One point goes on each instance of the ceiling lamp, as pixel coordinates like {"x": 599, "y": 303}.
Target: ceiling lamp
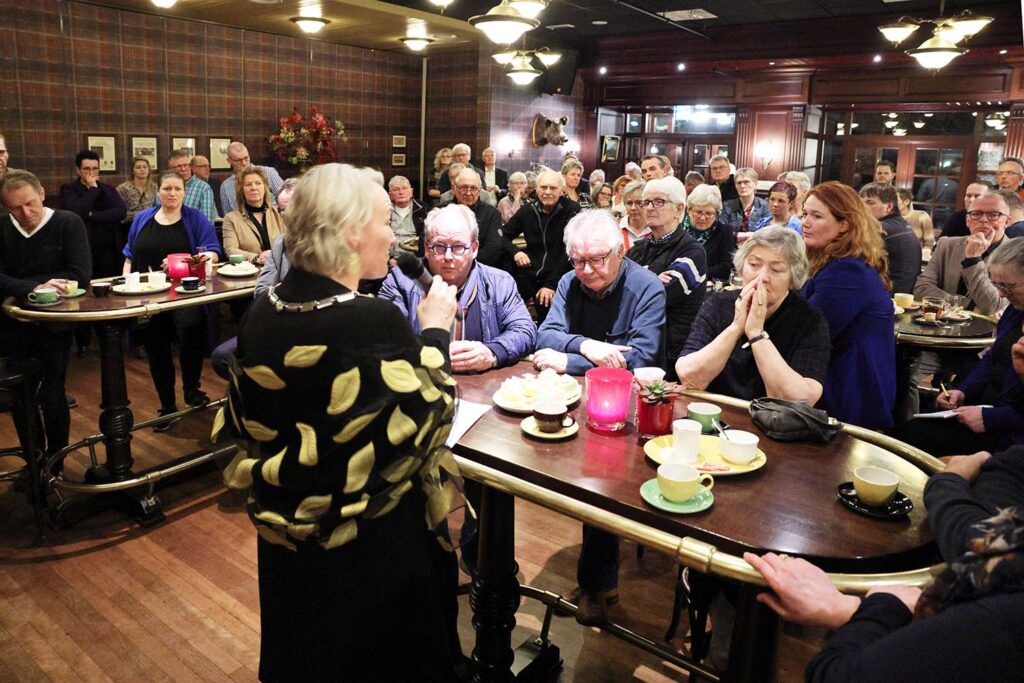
{"x": 522, "y": 72}
{"x": 530, "y": 8}
{"x": 309, "y": 24}
{"x": 416, "y": 43}
{"x": 503, "y": 25}
{"x": 505, "y": 56}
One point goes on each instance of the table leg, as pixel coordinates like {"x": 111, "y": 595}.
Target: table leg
{"x": 754, "y": 648}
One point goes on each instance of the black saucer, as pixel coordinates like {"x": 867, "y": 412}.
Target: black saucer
{"x": 899, "y": 506}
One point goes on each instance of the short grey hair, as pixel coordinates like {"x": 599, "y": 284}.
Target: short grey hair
{"x": 332, "y": 203}
{"x": 707, "y": 196}
{"x": 749, "y": 173}
{"x": 450, "y": 214}
{"x": 670, "y": 185}
{"x": 1009, "y": 255}
{"x": 783, "y": 240}
{"x": 591, "y": 222}
{"x": 397, "y": 180}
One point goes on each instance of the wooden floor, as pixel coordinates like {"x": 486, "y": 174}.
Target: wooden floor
{"x": 108, "y": 601}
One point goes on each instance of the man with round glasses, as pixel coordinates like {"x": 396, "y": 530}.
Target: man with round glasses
{"x": 496, "y": 329}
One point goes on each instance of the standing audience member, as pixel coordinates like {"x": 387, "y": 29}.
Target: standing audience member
{"x": 238, "y": 157}
{"x": 850, "y": 286}
{"x": 540, "y": 266}
{"x": 252, "y": 228}
{"x": 702, "y": 222}
{"x": 40, "y": 248}
{"x": 902, "y": 246}
{"x": 172, "y": 228}
{"x": 676, "y": 258}
{"x": 344, "y": 406}
{"x": 99, "y": 206}
{"x": 748, "y": 210}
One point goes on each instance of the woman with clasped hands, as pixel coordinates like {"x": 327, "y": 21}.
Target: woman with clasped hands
{"x": 764, "y": 340}
{"x": 348, "y": 411}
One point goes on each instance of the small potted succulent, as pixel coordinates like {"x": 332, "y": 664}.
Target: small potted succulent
{"x": 655, "y": 400}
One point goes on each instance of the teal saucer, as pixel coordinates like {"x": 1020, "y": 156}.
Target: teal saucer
{"x": 650, "y": 493}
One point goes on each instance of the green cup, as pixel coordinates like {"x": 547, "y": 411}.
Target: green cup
{"x": 43, "y": 296}
{"x": 706, "y": 414}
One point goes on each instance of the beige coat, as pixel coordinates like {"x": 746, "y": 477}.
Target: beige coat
{"x": 242, "y": 236}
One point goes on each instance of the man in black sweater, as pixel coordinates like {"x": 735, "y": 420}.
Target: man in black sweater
{"x": 40, "y": 247}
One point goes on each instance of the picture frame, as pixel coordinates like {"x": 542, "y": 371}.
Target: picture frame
{"x": 145, "y": 147}
{"x": 183, "y": 143}
{"x": 218, "y": 154}
{"x": 105, "y": 147}
{"x": 610, "y": 145}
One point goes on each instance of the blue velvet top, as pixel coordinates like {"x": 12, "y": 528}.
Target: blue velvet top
{"x": 860, "y": 387}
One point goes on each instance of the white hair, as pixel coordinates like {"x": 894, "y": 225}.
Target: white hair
{"x": 593, "y": 222}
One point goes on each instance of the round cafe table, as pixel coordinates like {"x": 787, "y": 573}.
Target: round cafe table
{"x": 788, "y": 506}
{"x": 112, "y": 315}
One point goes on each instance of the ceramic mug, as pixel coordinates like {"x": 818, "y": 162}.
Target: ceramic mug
{"x": 679, "y": 482}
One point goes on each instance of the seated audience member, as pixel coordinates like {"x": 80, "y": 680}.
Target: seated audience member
{"x": 511, "y": 203}
{"x": 100, "y": 207}
{"x": 239, "y": 159}
{"x": 987, "y": 400}
{"x": 540, "y": 266}
{"x": 850, "y": 286}
{"x": 919, "y": 220}
{"x": 40, "y": 248}
{"x": 955, "y": 224}
{"x": 346, "y": 577}
{"x": 252, "y": 227}
{"x": 572, "y": 174}
{"x": 608, "y": 312}
{"x": 676, "y": 258}
{"x": 702, "y": 222}
{"x": 748, "y": 210}
{"x": 902, "y": 246}
{"x": 172, "y": 228}
{"x": 691, "y": 180}
{"x": 781, "y": 203}
{"x": 497, "y": 329}
{"x": 964, "y": 627}
{"x": 407, "y": 215}
{"x": 634, "y": 223}
{"x": 763, "y": 340}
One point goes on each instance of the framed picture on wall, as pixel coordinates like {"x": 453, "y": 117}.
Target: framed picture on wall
{"x": 183, "y": 143}
{"x": 105, "y": 148}
{"x": 218, "y": 154}
{"x": 146, "y": 148}
{"x": 609, "y": 147}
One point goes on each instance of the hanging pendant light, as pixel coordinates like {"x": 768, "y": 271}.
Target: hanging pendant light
{"x": 503, "y": 25}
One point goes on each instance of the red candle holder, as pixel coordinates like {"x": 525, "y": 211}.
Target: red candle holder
{"x": 608, "y": 391}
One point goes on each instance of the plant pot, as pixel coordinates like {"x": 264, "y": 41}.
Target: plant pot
{"x": 653, "y": 419}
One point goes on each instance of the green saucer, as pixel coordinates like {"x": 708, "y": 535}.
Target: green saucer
{"x": 649, "y": 492}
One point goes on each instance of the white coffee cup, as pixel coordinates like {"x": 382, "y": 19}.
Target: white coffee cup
{"x": 679, "y": 482}
{"x": 740, "y": 447}
{"x": 685, "y": 441}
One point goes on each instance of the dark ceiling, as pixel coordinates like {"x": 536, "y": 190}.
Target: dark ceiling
{"x": 628, "y": 16}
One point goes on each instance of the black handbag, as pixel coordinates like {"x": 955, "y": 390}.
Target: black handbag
{"x": 793, "y": 420}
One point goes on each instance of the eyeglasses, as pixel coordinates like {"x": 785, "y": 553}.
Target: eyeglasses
{"x": 441, "y": 250}
{"x": 654, "y": 204}
{"x": 990, "y": 215}
{"x": 595, "y": 261}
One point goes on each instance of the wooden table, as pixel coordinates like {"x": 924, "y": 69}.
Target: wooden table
{"x": 790, "y": 506}
{"x": 113, "y": 314}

_Written problem_
Render every line of the records above as a Markdown table with the columns Row and Line, numbering the rows and omitting blank lines. Leave the pictures out.

_Written solution_
| Row | Line |
|---|---|
| 1 | One point goes on each instance of the ceiling lamp, as pixel coordinates like {"x": 599, "y": 303}. |
| 2 | Target: ceiling lamp |
| 3 | {"x": 522, "y": 72} |
| 4 | {"x": 530, "y": 8} |
| 5 | {"x": 309, "y": 24} |
| 6 | {"x": 416, "y": 43} |
| 7 | {"x": 503, "y": 25} |
| 8 | {"x": 505, "y": 56} |
| 9 | One point goes on each instance of the table leg, as pixel coordinates like {"x": 111, "y": 595}. |
| 10 | Target: table leg |
| 11 | {"x": 754, "y": 648} |
| 12 | One point goes on each instance of the black saucer, as pixel coordinates like {"x": 867, "y": 412}. |
| 13 | Target: black saucer |
| 14 | {"x": 899, "y": 506} |
| 15 | One point goes on each instance of the short grey hair, as pixel coordinates like {"x": 599, "y": 284}. |
| 16 | Target: short grey hair |
| 17 | {"x": 332, "y": 203} |
| 18 | {"x": 707, "y": 196} |
| 19 | {"x": 749, "y": 173} |
| 20 | {"x": 450, "y": 214} |
| 21 | {"x": 670, "y": 185} |
| 22 | {"x": 1009, "y": 255} |
| 23 | {"x": 783, "y": 240} |
| 24 | {"x": 591, "y": 222} |
| 25 | {"x": 397, "y": 180} |
| 26 | One point goes on each instance of the wooden floor, as pixel coordinates like {"x": 486, "y": 174}. |
| 27 | Target: wooden floor |
| 28 | {"x": 108, "y": 601} |
| 29 | One point goes on each instance of the man with round glasses, as pixel coordinates like {"x": 396, "y": 530}. |
| 30 | Target: man with round glasses |
| 31 | {"x": 496, "y": 329} |
| 32 | One point goes on each instance of the standing audience member, as pixel coordinates like {"x": 387, "y": 29}. |
| 33 | Target: standing audience member |
| 34 | {"x": 238, "y": 157} |
| 35 | {"x": 850, "y": 286} |
| 36 | {"x": 540, "y": 266} |
| 37 | {"x": 252, "y": 228} |
| 38 | {"x": 702, "y": 222} |
| 39 | {"x": 40, "y": 248} |
| 40 | {"x": 902, "y": 246} |
| 41 | {"x": 172, "y": 228} |
| 42 | {"x": 676, "y": 258} |
| 43 | {"x": 344, "y": 406} |
| 44 | {"x": 99, "y": 206} |
| 45 | {"x": 748, "y": 210} |
| 46 | One point goes on each instance of the woman with clasped hands, as pixel coordinates like {"x": 327, "y": 21}. |
| 47 | Target: woman with clasped hands |
| 48 | {"x": 764, "y": 340} |
| 49 | {"x": 348, "y": 411} |
| 50 | One point goes on each instance of the small potted succulent, as pixel coordinates like {"x": 332, "y": 664}. |
| 51 | Target: small potted succulent |
| 52 | {"x": 655, "y": 400} |
| 53 | One point goes on each instance of the teal saucer, as pixel coordinates like {"x": 1020, "y": 156}. |
| 54 | Target: teal saucer |
| 55 | {"x": 650, "y": 493} |
| 56 | One point goes on each instance of the green cup, as pixel coordinates like {"x": 547, "y": 411}. |
| 57 | Target: green cup |
| 58 | {"x": 43, "y": 296} |
| 59 | {"x": 706, "y": 414} |
| 60 | One point goes on each instance of the beige coat, as pixel coordinates like {"x": 746, "y": 477}. |
| 61 | Target: beige coat |
| 62 | {"x": 242, "y": 236} |
| 63 | One point goes on each instance of the man in black sweater, as pixel coordinates like {"x": 735, "y": 420}. |
| 64 | Target: man in black sweater |
| 65 | {"x": 40, "y": 247} |
| 66 | One point goes on each instance of the picture frame, as pixel coordinates like {"x": 542, "y": 371}. |
| 67 | Target: picture frame |
| 68 | {"x": 145, "y": 147} |
| 69 | {"x": 183, "y": 143} |
| 70 | {"x": 218, "y": 154} |
| 71 | {"x": 105, "y": 147} |
| 72 | {"x": 610, "y": 145} |
| 73 | One point goes on each instance of the blue velvet top, as pixel coordinates like {"x": 12, "y": 528}. |
| 74 | Target: blue velvet top |
| 75 | {"x": 860, "y": 387} |
| 76 | One point goes on each instance of the white hair, as pixel coordinates like {"x": 894, "y": 225}. |
| 77 | Target: white hair |
| 78 | {"x": 593, "y": 222} |
| 79 | One point goes on each instance of the round cafe table, as pixel coordinates like {"x": 787, "y": 573}. |
| 80 | Target: round cafe table |
| 81 | {"x": 788, "y": 506} |
| 82 | {"x": 112, "y": 315} |
| 83 | One point goes on each instance of the ceramic mug, as pixel coordinates like {"x": 818, "y": 162}. |
| 84 | Target: ceramic mug |
| 85 | {"x": 679, "y": 482} |
| 86 | One point goes on each instance of the seated audience member, as pixel coordinates like {"x": 80, "y": 680}. |
| 87 | Target: seated audience member |
| 88 | {"x": 511, "y": 203} |
| 89 | {"x": 100, "y": 207} |
| 90 | {"x": 239, "y": 159} |
| 91 | {"x": 987, "y": 400} |
| 92 | {"x": 540, "y": 266} |
| 93 | {"x": 850, "y": 286} |
| 94 | {"x": 919, "y": 220} |
| 95 | {"x": 40, "y": 248} |
| 96 | {"x": 955, "y": 224} |
| 97 | {"x": 346, "y": 577} |
| 98 | {"x": 252, "y": 227} |
| 99 | {"x": 572, "y": 174} |
| 100 | {"x": 608, "y": 312} |
| 101 | {"x": 676, "y": 258} |
| 102 | {"x": 702, "y": 222} |
| 103 | {"x": 748, "y": 210} |
| 104 | {"x": 902, "y": 246} |
| 105 | {"x": 172, "y": 228} |
| 106 | {"x": 691, "y": 180} |
| 107 | {"x": 781, "y": 203} |
| 108 | {"x": 497, "y": 329} |
| 109 | {"x": 964, "y": 627} |
| 110 | {"x": 407, "y": 215} |
| 111 | {"x": 634, "y": 223} |
| 112 | {"x": 763, "y": 340} |
| 113 | One point goes on each instance of the framed picture on wall, as pixel coordinates like {"x": 453, "y": 117}. |
| 114 | Target: framed picture on wall |
| 115 | {"x": 183, "y": 143} |
| 116 | {"x": 105, "y": 148} |
| 117 | {"x": 218, "y": 154} |
| 118 | {"x": 146, "y": 148} |
| 119 | {"x": 609, "y": 147} |
| 120 | One point goes on each instance of the hanging pendant light, as pixel coordinates like {"x": 768, "y": 271}. |
| 121 | Target: hanging pendant light |
| 122 | {"x": 503, "y": 25} |
| 123 | One point goes on each instance of the red candle holder, as pixel coordinates like {"x": 525, "y": 211}. |
| 124 | Target: red candle holder |
| 125 | {"x": 608, "y": 391} |
| 126 | One point goes on each instance of the plant pot, as pixel coordinates like {"x": 264, "y": 41}. |
| 127 | Target: plant pot |
| 128 | {"x": 653, "y": 419} |
| 129 | One point goes on each instance of the green saucer, as pixel coordinates like {"x": 708, "y": 535}. |
| 130 | Target: green saucer |
| 131 | {"x": 649, "y": 492} |
| 132 | One point goes on each instance of the white coffee cup, as pixel coordinates like {"x": 382, "y": 19}. |
| 133 | Target: white coffee cup |
| 134 | {"x": 679, "y": 482} |
| 135 | {"x": 740, "y": 447} |
| 136 | {"x": 685, "y": 441} |
| 137 | One point goes on each instance of the dark ceiling, as pixel coordinates like {"x": 536, "y": 190}. |
| 138 | Target: dark ceiling |
| 139 | {"x": 628, "y": 16} |
| 140 | One point goes on each instance of the black handbag, as pixel coordinates like {"x": 955, "y": 390}. |
| 141 | Target: black handbag |
| 142 | {"x": 793, "y": 420} |
| 143 | One point goes on each instance of the eyeglasses, as pixel coordinates like {"x": 785, "y": 553}. |
| 144 | Target: eyeglasses |
| 145 | {"x": 441, "y": 250} |
| 146 | {"x": 654, "y": 204} |
| 147 | {"x": 990, "y": 215} |
| 148 | {"x": 595, "y": 261} |
| 149 | One point goes on each instance of the wooden table, as pixel coordinates like {"x": 924, "y": 69}. |
| 150 | Target: wooden table |
| 151 | {"x": 790, "y": 506} |
| 152 | {"x": 113, "y": 314} |